:: OBJECTIF ::
Reprenez le texte sur l'extradition des membres de l'Arche de Zoé et poursuivez-le après sa dernière phrase.

Dès lors qu’à ce stade : de *l’enquête judiciaire ; des *investigations en cours ; et plus généralement des *investigations tendant à une bonne, parfaite et complète administration de la justice, il n’y a ni condamnation définitive, ni recueil du consentement des mis en cause.

En conséquence, la Partie État Française à l’Accord est particulièrement mal fondée en cours d’instance à tirer un moyen de fait ou de droit de l’Accord en matière judiciaire, qui viendrait au soutien d’une demande immédiate et instantanée d’extradition de ses ressortissants mis en cause dans le cadre d’une infraction en matière pénale réalisée sur le territoire Tchadien.

Aux termes de l’article 49 en son alinéa C : l’Accord en matière judiciaire, a prévu ce que ci-après : « … l’extradition est refusée … -c) Si les infractions ont été commises en tout ou partie sur le territoire de l’État requis … ».

Nul ne pouvant valablement prétendre que l’infraction n’a pas été commise en tout ou partie sur le territoire Tchadien, la demande de la Partie État Française à l’Accord ne pourra prospérer.

L’article 6 de l’Accord en matière judiciaire entre la République du Tchad et la République de France, s’agissant des commissions rogatoires internationales, stipule : « l’État requis peut refuser une commission rogatoire si celle-ci n’est pas de sa compétence ou s’il estime qu’elle est de nature à porter atteinte à sa souveraineté, à sa sécurité ou à son ordre public ». C’est pourquoi, si la délivrance d’une commission rogatoire d’ores et déjà actée par le juge d’instruction français saisi a pour objet de noyauter ou de faire valoir in fine une prééminence de juridiction tendant au dessaisissement du juge Tchadien, il y aurait flagrance à l’atteinte de la souveraineté ainsi qu’à l’ordre public du Tchad.

De tout ce qui précède tirer de l’Accord en matière judiciaire liant la République Française et la République du Tchad, c’est à bon droit que l’opinion publique Tchadienne s’est émue, aussi il n’y a lieu à interprétation vaporeuse de l’Accord dont s’agit tant leurs termes sont d’une incontestable clarté et exempts de caractère léonin.

Dès lors, le moribond Premier Secrétaire du Parti Socialiste ainsi que toutes celles et tous ceux qui requièrent sans discernement l’extradition en France des membres de l’association l’Arche de Zoé, ne sauraient être qualifiés autrement que d’affligeants irresponsables et de néo-colonialistes notoires !

S’agissant du Président de la République Française, théoricien de la « rupture » et qui vraisemblablement se considère comme le centre de l’univers, il est particulièrement mal venu à exprimer un « souhait » sur sa préférence de voir les membres de l’association l’Arche de Zoé jugés en France.

Vous observerez que le « souhait » exprimé par le Président de la République Française s’agissant de sa préférence pour la saisine d’une juridiction Française, fut dans un premier temps faussement respectueux des formes et usages diplomatiques ; puis soudain, il forma un « souhait » qui sur le fond et par décryptage revêt dare-dare un caractère d’irrespect, d’ingérence et de pression qui se décline crescendo.

:: DONNÉES ENREGISTRÉES ::
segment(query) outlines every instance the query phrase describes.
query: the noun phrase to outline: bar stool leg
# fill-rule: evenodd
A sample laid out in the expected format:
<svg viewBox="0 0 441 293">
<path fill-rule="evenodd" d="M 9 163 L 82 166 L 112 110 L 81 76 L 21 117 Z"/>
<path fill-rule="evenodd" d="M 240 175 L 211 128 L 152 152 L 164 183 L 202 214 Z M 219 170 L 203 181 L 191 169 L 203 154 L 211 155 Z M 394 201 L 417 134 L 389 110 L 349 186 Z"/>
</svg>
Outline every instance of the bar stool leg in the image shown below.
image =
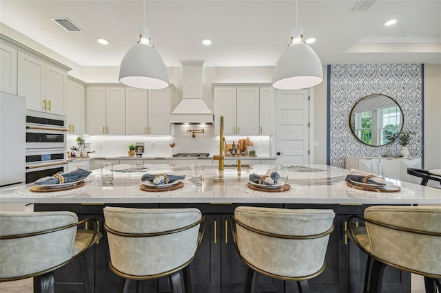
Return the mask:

:: RÉPONSE ::
Les pays d’Asie du Sud-Est ainsi que ceux du Golfe Arabo-persique ont en ce qui les concerne de façon constante adoptés une position de fermeté totale vis-à-vis des Français et autres Européens auteurs de crime de pédophilie, de truanderie ou autre trafic de stupéfiant dans leur pays. Les auteurs occidentaux de ces crimes et délits sont maintenus in situ, soumis au régime pénitentiaire local, comparaissent par-devant la juridiction locale compétente et sont jugés conformément aux lois en vigueur dans ces pays. Ils y exécutent généralement leur peine sans aucun privilège.

S’agissant des pays d’Afrique, la France et plus généralement l’occident procèdent par injonction ; aussi, les Chefs d’États de pays d’Afrique sont l’objet de pression en tous genres et/ou reçoivent-ils des leçons que le seigneur blanc prodigue à ses vassaux noirs.

Pour rappel : Combien sont les Africains qui l’année dernière en transit à l’aéroport de Madrid furent victimes d’actes racistes violents perpétrés par la police Espagnole ? Ils furent copieusement brutalisés, bastonnés et humiliés !

Nonobstant un amoncellement de faits qui accablent largement les dirigeants de l’association l’Arche de Zoé et quelques-uns de leurs accompagnateurs dont il apparaît au fil des jours qu’ils ou elles étaient habités d’intention équivoque (par exemple la journaliste de France 3 Méditerranée qui souhaitait recueillir l’un des enfants enlevés), nombreux sont encore celles et ceux au Parti Socialiste et ailleurs en France qui continuent de pérorer !

« J’irai chercher les autres quoi qu’ils aient fait» promet le Président de la République Française le 06 Novembre 2007 à l’opinion publique française. Pareille prétention excessive qui confine à une étendue surestimation de soi est inquiétante … (l’on n’échappe pas à ses démons) ! Les Français agissant en Afrique comme dans une foire, comme dans un cirque, comme dans un empire colonial perpétuel, le Président Français croit pouvoir narguer la République du Tchad et [son] institution judiciaire avec ce genre de déclaration absolument désobligeante !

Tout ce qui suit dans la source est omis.